* Start DATA LISTING *

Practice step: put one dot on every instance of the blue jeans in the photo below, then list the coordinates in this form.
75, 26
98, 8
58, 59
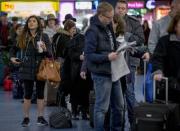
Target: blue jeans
108, 94
130, 95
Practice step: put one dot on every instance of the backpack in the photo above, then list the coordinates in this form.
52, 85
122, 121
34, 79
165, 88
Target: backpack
60, 118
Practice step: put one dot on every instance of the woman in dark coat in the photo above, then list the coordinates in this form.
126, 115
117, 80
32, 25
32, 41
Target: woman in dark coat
61, 41
80, 88
32, 56
166, 56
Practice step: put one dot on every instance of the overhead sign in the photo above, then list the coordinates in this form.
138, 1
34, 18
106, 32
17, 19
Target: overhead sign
83, 5
136, 4
29, 6
150, 4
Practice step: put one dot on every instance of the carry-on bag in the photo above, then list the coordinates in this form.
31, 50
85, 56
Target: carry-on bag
157, 116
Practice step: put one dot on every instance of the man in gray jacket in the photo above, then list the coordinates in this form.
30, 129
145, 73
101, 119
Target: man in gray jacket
134, 32
160, 26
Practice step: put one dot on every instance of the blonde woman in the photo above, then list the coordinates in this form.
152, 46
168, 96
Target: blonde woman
33, 53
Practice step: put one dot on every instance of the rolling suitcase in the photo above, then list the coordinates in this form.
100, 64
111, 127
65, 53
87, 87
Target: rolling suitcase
157, 116
91, 108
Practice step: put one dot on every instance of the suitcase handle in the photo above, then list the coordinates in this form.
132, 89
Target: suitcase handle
166, 89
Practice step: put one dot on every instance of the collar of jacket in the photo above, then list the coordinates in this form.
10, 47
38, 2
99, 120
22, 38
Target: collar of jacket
173, 37
95, 21
61, 30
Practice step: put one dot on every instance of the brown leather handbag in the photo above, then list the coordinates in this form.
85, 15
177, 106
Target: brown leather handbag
49, 70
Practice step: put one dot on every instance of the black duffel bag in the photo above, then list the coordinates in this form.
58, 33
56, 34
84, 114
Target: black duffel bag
60, 118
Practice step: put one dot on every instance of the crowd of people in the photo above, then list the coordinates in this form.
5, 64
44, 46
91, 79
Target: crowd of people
86, 55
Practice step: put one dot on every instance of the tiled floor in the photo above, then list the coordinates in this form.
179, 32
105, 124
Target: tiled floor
11, 113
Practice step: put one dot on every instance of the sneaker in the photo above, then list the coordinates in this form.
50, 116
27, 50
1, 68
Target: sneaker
42, 121
25, 122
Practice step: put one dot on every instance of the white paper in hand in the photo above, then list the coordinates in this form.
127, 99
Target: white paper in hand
119, 67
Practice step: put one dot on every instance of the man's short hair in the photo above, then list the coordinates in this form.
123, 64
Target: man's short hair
104, 7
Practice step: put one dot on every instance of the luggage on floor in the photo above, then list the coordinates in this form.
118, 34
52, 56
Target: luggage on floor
91, 108
148, 83
50, 94
17, 90
7, 84
2, 66
60, 118
157, 116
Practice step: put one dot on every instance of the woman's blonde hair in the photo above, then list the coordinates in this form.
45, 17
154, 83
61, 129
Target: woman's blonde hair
22, 39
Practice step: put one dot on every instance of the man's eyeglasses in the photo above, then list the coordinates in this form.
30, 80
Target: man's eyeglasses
108, 17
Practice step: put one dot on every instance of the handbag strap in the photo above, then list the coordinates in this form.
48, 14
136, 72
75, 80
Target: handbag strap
56, 43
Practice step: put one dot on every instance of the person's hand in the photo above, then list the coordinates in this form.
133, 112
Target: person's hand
83, 75
43, 46
158, 77
146, 56
112, 56
82, 57
14, 60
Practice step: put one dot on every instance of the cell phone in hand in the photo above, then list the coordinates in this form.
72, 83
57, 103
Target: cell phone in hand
18, 60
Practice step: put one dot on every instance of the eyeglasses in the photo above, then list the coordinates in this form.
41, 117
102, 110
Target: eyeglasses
108, 17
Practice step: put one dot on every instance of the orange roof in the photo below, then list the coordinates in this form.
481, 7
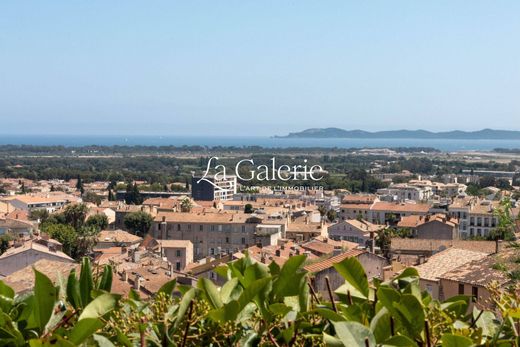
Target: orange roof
400, 207
328, 263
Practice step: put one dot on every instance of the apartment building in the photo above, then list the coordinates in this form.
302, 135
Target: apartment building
476, 216
354, 230
49, 202
211, 188
217, 233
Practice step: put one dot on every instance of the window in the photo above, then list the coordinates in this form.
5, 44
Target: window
474, 293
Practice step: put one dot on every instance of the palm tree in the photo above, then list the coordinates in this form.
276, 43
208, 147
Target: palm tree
186, 205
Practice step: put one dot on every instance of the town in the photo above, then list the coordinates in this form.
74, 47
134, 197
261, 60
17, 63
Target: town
457, 239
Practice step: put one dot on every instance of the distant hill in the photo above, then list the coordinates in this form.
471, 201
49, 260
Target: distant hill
484, 134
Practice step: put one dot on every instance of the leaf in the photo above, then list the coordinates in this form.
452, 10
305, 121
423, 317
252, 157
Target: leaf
84, 328
451, 340
354, 334
6, 291
102, 341
280, 309
106, 279
287, 282
354, 274
99, 306
330, 315
168, 287
73, 291
411, 314
332, 341
184, 304
380, 325
228, 288
399, 341
211, 292
86, 282
44, 299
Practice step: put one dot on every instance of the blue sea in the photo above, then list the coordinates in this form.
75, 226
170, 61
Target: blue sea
265, 141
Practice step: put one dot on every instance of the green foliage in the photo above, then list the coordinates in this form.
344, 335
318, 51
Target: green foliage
138, 222
65, 234
4, 242
98, 221
48, 316
258, 305
75, 215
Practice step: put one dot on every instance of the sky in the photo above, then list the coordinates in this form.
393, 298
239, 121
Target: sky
257, 67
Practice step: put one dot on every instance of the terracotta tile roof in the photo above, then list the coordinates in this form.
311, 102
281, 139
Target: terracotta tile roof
318, 247
117, 236
175, 243
447, 260
406, 244
23, 280
477, 272
28, 245
203, 218
400, 207
328, 263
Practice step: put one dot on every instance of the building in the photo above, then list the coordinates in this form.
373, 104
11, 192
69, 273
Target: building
16, 227
211, 188
22, 281
47, 202
473, 278
217, 233
354, 230
440, 263
123, 210
117, 238
373, 264
26, 253
178, 252
434, 227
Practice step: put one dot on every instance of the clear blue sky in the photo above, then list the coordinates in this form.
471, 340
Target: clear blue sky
257, 67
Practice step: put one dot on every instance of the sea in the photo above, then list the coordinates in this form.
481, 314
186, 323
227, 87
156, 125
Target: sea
446, 145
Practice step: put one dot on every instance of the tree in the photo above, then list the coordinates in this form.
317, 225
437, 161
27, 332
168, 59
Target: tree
41, 214
384, 240
4, 242
111, 196
186, 204
331, 215
138, 222
86, 239
65, 234
505, 229
98, 221
92, 197
79, 185
133, 196
248, 208
75, 215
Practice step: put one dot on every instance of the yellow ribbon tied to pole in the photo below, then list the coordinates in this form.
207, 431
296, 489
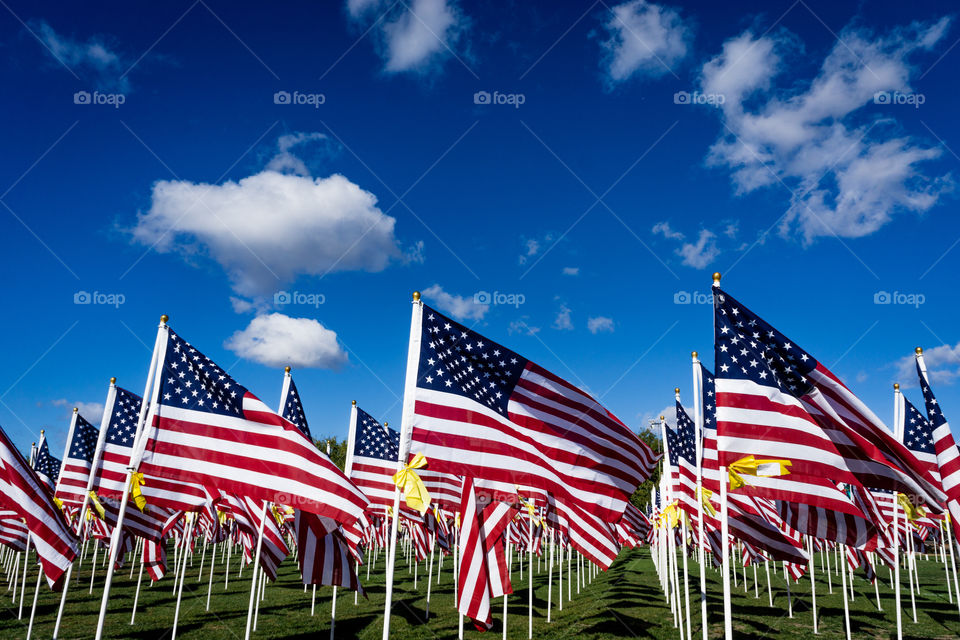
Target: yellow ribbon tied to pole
95, 501
409, 482
912, 511
705, 495
750, 466
136, 481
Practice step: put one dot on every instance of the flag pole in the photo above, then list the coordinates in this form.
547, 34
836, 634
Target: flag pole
949, 524
115, 538
406, 422
898, 434
698, 425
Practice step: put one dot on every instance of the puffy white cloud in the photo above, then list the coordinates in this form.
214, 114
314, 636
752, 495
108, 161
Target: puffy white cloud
276, 340
92, 412
701, 253
414, 36
848, 171
645, 39
600, 324
942, 362
460, 307
563, 321
93, 58
266, 229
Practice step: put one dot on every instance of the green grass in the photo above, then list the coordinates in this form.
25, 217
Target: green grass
623, 602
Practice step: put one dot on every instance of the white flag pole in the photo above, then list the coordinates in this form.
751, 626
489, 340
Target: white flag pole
897, 431
158, 348
956, 583
698, 424
406, 423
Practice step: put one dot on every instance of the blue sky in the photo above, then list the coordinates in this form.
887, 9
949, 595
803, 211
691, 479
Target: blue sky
591, 163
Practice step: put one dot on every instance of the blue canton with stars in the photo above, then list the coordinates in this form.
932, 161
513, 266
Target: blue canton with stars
191, 380
372, 439
123, 421
709, 399
46, 463
84, 441
917, 433
934, 414
747, 348
681, 443
457, 360
293, 410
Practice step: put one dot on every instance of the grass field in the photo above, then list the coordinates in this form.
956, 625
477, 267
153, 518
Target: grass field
625, 601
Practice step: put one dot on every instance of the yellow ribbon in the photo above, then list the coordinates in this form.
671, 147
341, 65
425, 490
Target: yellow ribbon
912, 511
705, 495
136, 481
750, 466
409, 482
95, 502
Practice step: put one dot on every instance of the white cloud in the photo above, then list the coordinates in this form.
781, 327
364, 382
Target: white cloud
644, 39
563, 321
942, 362
276, 340
92, 412
848, 171
415, 36
460, 307
93, 58
701, 253
600, 324
664, 229
266, 229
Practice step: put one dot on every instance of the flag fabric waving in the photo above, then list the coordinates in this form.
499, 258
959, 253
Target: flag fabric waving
208, 429
948, 456
483, 411
22, 492
778, 403
76, 468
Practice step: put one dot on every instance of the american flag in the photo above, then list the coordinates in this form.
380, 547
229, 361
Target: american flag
114, 457
46, 466
948, 456
775, 401
484, 411
323, 554
72, 487
211, 431
293, 409
374, 460
22, 492
682, 450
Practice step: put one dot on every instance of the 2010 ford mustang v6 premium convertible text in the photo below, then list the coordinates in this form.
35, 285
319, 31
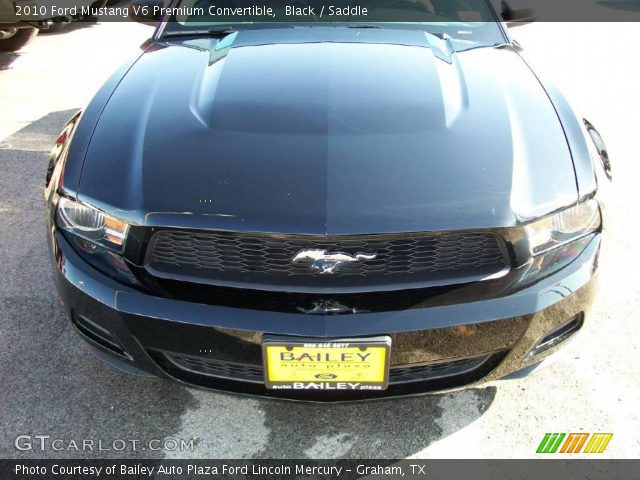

* End DATA LISTING *

Return every line of the records above that contains the string "eyeglasses", matching case exactly.

Practice step: put one dot on every instance of the man's eyeglasses in the photo above, then list the coordinates in this form.
Target: man's eyeglasses
Practice step: put one dot on every instance of the eyeglasses in the photo above, then list the coordinates in this form.
Target: eyeglasses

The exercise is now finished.